▸ Problem to work on
Lay out the records between the line holding "least one wooden" and the line holding "976 76 1050 169", inclusive, as a two-column CSV headed text and answer, with one row per record. Put each field in quotation marks and replace its line breaks with spaces.

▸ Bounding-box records
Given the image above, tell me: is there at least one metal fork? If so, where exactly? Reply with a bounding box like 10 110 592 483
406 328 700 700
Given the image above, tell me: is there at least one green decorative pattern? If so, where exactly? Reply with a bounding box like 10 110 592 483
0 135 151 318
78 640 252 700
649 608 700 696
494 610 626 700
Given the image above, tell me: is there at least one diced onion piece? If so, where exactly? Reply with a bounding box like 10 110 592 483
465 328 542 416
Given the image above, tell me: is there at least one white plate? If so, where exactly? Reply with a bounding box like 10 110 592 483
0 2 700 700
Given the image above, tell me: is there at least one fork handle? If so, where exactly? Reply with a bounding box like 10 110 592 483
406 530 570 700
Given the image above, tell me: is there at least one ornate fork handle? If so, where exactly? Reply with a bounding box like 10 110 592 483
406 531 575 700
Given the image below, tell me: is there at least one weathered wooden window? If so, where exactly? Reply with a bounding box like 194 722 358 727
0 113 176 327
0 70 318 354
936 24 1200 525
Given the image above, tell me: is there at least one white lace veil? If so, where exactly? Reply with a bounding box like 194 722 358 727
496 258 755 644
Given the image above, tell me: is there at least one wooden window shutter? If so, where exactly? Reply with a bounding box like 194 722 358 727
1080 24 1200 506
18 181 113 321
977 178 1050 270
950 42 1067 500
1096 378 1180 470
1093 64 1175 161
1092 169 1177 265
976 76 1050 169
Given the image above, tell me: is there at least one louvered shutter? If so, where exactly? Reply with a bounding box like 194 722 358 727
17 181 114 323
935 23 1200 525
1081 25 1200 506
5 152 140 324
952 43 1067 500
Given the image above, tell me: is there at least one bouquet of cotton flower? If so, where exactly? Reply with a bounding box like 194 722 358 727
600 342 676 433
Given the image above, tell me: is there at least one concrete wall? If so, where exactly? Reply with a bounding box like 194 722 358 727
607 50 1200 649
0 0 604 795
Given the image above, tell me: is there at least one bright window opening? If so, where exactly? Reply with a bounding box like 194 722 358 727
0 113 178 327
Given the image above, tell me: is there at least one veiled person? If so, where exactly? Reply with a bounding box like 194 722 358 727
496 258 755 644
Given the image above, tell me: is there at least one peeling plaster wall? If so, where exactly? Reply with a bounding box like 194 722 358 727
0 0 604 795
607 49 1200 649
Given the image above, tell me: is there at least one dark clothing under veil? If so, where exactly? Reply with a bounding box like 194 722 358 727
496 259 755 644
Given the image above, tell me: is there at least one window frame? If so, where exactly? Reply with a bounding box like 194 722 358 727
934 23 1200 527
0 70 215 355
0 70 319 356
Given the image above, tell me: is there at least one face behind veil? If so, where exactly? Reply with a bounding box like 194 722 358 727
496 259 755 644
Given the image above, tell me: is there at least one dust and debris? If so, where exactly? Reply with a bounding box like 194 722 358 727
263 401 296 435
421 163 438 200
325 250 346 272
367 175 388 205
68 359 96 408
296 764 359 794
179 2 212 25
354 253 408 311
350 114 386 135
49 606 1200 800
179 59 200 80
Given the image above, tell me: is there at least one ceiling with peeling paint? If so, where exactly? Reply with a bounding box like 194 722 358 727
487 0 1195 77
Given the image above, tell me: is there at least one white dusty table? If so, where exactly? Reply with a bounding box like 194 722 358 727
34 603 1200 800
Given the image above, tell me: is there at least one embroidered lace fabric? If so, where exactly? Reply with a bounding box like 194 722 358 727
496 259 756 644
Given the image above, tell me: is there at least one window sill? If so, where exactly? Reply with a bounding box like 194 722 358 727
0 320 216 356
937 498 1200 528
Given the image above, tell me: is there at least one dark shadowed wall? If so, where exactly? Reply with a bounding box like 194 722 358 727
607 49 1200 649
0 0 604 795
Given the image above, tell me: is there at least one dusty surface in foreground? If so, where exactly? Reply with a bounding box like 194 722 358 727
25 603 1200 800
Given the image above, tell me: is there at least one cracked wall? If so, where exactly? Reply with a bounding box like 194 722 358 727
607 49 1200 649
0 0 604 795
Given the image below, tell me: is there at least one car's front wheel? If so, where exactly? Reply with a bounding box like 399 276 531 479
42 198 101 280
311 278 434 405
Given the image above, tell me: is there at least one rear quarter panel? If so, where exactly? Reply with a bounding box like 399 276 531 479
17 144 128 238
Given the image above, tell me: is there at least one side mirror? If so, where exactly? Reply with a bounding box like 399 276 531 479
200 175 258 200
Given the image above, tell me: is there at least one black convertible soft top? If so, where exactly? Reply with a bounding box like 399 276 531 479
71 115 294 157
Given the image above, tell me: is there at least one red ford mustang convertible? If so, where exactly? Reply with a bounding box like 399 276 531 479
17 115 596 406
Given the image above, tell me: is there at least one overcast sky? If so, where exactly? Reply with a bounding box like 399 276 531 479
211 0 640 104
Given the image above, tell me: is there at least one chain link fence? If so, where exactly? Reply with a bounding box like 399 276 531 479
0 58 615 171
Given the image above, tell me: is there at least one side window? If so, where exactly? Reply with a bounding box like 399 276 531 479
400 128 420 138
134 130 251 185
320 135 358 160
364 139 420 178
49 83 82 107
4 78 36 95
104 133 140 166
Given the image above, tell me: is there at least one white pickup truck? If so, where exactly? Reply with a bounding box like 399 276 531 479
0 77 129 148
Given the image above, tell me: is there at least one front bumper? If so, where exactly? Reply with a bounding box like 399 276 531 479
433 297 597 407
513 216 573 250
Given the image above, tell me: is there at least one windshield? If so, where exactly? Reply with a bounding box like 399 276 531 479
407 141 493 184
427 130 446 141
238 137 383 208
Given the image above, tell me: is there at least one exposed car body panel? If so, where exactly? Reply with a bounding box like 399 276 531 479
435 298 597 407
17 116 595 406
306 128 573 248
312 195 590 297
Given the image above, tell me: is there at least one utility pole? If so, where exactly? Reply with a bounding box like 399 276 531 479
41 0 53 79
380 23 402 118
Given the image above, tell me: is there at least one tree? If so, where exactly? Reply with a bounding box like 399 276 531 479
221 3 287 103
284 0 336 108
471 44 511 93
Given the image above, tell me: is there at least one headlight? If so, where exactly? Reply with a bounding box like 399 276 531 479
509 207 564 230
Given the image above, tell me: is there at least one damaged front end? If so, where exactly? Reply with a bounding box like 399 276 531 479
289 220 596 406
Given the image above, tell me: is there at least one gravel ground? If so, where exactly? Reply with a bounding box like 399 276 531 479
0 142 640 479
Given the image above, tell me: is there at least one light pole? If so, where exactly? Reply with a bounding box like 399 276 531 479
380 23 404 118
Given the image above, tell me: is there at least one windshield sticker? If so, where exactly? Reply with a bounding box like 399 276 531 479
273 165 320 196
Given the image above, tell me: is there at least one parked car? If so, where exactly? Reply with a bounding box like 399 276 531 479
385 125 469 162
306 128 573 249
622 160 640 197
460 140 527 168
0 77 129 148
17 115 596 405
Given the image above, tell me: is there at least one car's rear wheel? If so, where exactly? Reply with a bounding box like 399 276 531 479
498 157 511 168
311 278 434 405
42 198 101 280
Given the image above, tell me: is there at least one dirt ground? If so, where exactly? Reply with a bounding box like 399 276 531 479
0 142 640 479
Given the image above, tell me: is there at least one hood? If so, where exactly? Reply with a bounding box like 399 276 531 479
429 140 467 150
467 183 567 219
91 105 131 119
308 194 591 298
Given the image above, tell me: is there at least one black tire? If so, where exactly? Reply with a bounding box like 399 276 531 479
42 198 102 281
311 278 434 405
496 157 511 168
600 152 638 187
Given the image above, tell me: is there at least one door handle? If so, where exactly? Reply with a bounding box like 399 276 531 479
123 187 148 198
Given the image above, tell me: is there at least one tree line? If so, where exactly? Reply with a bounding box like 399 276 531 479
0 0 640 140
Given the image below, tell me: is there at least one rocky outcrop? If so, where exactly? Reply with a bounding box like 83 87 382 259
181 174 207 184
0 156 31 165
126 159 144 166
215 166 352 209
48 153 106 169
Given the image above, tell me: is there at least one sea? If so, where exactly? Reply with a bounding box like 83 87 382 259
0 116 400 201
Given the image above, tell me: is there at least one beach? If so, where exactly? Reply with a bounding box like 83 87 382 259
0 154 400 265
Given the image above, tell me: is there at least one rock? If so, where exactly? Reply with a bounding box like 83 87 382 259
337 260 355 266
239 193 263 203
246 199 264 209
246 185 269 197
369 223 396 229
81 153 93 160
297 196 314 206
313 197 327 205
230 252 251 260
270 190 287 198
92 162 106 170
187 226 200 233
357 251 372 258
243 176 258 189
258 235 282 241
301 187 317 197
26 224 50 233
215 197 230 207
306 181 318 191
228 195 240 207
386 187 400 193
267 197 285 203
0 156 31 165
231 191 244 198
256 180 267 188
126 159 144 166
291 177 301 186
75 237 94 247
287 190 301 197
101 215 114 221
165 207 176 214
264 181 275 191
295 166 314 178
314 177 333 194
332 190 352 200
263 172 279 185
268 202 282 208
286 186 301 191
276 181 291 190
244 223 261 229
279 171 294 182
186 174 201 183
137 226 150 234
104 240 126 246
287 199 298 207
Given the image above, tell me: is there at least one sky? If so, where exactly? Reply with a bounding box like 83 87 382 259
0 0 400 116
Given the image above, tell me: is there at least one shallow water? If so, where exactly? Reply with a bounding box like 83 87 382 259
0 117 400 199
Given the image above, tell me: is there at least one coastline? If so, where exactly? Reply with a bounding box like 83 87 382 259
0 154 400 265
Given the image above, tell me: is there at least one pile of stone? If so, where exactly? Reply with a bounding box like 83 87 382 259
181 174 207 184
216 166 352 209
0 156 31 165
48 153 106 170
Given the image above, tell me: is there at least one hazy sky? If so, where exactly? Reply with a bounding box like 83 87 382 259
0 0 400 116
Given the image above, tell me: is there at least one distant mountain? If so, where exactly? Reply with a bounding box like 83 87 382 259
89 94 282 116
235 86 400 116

▸ Completed task
text,answer
"Given the image above, tell me: is there at least one wooden window shutter? If so, where exactly? Reply with a bounding box like 194 722 358 727","1080 24 1200 506 18 181 113 321 977 178 1050 270 950 42 1067 500 1096 378 1180 470 1093 64 1175 161 1092 169 1177 265 976 76 1050 169"